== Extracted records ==
· · · · · · ·
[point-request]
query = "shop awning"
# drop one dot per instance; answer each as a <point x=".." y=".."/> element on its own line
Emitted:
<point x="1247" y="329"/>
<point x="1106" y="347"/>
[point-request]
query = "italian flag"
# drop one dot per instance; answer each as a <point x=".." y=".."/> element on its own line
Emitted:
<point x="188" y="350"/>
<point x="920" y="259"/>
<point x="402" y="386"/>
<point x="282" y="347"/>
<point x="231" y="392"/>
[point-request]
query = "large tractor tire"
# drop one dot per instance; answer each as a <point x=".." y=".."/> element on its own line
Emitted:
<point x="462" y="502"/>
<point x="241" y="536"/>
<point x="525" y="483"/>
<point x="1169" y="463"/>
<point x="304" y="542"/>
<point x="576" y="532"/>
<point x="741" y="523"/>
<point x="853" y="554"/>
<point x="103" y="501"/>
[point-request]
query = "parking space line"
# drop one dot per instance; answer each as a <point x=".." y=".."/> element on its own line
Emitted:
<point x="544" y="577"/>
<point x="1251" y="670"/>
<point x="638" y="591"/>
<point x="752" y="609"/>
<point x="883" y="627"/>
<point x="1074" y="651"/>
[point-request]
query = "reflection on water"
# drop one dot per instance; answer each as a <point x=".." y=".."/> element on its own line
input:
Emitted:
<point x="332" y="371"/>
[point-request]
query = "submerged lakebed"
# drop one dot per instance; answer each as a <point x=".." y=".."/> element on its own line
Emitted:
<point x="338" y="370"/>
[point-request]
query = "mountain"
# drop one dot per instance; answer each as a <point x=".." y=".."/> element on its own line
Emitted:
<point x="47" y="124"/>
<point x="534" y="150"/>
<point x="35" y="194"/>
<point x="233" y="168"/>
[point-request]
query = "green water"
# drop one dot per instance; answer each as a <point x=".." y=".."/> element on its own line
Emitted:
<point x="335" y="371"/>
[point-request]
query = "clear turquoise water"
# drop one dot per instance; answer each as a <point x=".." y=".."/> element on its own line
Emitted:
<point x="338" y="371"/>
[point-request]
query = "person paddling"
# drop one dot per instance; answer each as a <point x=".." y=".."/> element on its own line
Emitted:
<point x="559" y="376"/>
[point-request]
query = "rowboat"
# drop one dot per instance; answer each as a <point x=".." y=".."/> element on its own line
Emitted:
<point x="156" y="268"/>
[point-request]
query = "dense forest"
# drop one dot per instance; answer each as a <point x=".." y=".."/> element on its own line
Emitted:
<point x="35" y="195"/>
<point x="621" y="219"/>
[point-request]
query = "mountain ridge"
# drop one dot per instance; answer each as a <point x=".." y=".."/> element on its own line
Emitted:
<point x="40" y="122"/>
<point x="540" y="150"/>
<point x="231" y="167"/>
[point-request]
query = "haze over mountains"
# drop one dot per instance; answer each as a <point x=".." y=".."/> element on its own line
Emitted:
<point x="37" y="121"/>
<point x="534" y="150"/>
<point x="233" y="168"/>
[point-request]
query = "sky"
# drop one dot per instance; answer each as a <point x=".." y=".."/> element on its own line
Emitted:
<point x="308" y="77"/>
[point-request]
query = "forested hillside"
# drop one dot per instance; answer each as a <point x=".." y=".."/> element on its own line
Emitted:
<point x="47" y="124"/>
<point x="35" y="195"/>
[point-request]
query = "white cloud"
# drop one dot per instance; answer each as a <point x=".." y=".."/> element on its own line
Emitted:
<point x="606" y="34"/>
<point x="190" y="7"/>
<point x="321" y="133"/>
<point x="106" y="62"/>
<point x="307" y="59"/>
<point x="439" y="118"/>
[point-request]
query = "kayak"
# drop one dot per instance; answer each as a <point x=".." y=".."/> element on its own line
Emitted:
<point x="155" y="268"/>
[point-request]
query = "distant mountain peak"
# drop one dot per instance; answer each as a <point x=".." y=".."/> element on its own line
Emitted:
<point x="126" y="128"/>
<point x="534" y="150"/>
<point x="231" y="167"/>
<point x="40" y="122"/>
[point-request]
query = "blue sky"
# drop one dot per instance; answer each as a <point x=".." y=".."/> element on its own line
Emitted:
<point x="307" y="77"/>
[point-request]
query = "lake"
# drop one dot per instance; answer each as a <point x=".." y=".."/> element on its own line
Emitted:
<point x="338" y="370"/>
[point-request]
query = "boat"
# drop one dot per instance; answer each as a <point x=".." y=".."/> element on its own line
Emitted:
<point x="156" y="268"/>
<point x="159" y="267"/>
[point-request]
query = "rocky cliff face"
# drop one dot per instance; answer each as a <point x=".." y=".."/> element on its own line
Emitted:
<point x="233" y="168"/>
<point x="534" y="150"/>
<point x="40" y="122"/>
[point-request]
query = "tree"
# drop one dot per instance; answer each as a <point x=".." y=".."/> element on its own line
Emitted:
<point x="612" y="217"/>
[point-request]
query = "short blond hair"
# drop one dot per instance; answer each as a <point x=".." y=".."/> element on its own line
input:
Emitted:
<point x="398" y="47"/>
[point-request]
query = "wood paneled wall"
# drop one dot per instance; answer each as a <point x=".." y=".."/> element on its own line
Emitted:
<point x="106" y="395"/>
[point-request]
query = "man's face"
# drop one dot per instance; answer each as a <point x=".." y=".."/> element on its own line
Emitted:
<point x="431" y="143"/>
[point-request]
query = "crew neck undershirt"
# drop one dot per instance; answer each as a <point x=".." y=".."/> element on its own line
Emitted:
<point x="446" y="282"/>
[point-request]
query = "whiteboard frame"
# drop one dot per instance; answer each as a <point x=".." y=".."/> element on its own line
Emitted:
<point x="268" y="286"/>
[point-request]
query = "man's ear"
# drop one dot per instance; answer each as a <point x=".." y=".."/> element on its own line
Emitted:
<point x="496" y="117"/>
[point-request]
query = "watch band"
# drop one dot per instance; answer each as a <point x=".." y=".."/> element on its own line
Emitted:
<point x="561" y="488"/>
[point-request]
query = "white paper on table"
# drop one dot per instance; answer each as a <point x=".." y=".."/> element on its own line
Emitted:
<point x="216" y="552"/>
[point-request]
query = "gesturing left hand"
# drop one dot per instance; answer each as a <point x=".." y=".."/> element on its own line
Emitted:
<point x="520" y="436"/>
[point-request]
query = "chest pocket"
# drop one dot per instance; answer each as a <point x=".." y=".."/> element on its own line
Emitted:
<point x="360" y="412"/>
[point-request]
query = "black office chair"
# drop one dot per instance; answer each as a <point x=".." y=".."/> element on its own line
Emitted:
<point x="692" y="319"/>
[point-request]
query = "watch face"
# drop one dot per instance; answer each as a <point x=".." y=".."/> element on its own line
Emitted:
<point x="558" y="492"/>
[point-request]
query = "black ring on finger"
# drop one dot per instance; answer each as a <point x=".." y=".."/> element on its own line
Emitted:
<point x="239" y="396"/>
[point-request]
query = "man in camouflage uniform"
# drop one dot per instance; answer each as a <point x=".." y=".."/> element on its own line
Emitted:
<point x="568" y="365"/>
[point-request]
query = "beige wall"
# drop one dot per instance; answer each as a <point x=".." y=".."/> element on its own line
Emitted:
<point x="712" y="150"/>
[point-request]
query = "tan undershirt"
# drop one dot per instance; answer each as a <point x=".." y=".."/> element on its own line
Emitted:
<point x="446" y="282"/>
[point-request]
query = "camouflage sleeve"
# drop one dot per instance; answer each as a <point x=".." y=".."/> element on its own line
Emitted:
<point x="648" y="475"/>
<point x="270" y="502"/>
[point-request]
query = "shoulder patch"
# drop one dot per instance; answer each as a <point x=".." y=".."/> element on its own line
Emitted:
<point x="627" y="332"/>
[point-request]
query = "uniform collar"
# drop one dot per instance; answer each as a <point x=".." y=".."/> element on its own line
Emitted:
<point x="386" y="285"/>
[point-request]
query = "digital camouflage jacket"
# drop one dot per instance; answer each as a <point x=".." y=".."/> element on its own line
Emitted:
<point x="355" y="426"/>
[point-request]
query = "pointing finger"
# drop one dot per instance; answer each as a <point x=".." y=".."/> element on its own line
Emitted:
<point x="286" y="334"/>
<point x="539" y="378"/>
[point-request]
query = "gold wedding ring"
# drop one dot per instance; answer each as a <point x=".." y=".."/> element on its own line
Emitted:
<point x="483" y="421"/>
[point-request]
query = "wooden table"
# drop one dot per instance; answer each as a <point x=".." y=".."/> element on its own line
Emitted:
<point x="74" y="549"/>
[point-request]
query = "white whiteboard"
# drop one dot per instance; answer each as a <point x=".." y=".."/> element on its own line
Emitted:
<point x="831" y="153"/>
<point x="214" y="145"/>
· · · · · · ·
== Prompt ==
Each line of the entries above that contains "face" must be copied into the answer.

== Solution to this exercise ==
query = "rocky cliff face"
query = "man's face"
query = "watch face"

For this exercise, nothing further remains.